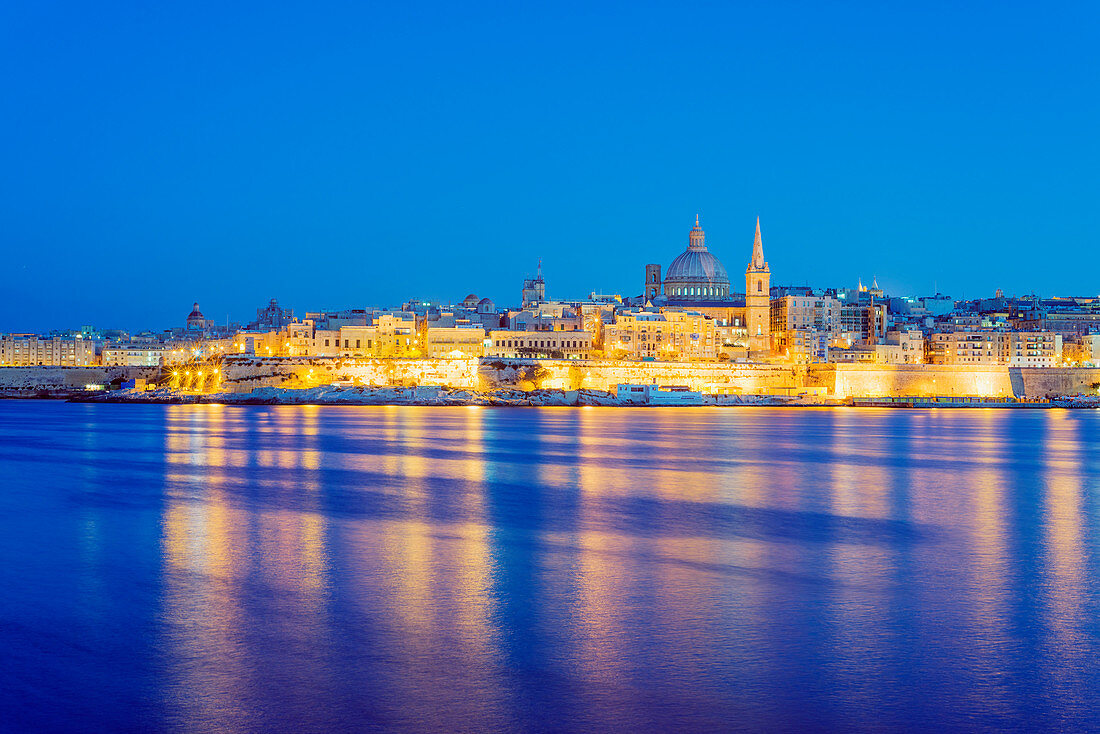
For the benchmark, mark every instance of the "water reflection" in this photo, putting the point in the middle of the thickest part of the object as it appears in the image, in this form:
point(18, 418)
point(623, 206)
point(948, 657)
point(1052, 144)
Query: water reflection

Instructions for the task: Put each line of the listing above into a numbered list, skipping blank lines and leaving out the picture.

Finished answer:
1. For the benchmark, mark every instance of the "water reflection" in this photo, putting the point in the middle of the thickest part of the object as it appears in the image, in this form:
2. point(18, 418)
3. point(623, 206)
4. point(948, 657)
5. point(1052, 144)
6. Query: water reflection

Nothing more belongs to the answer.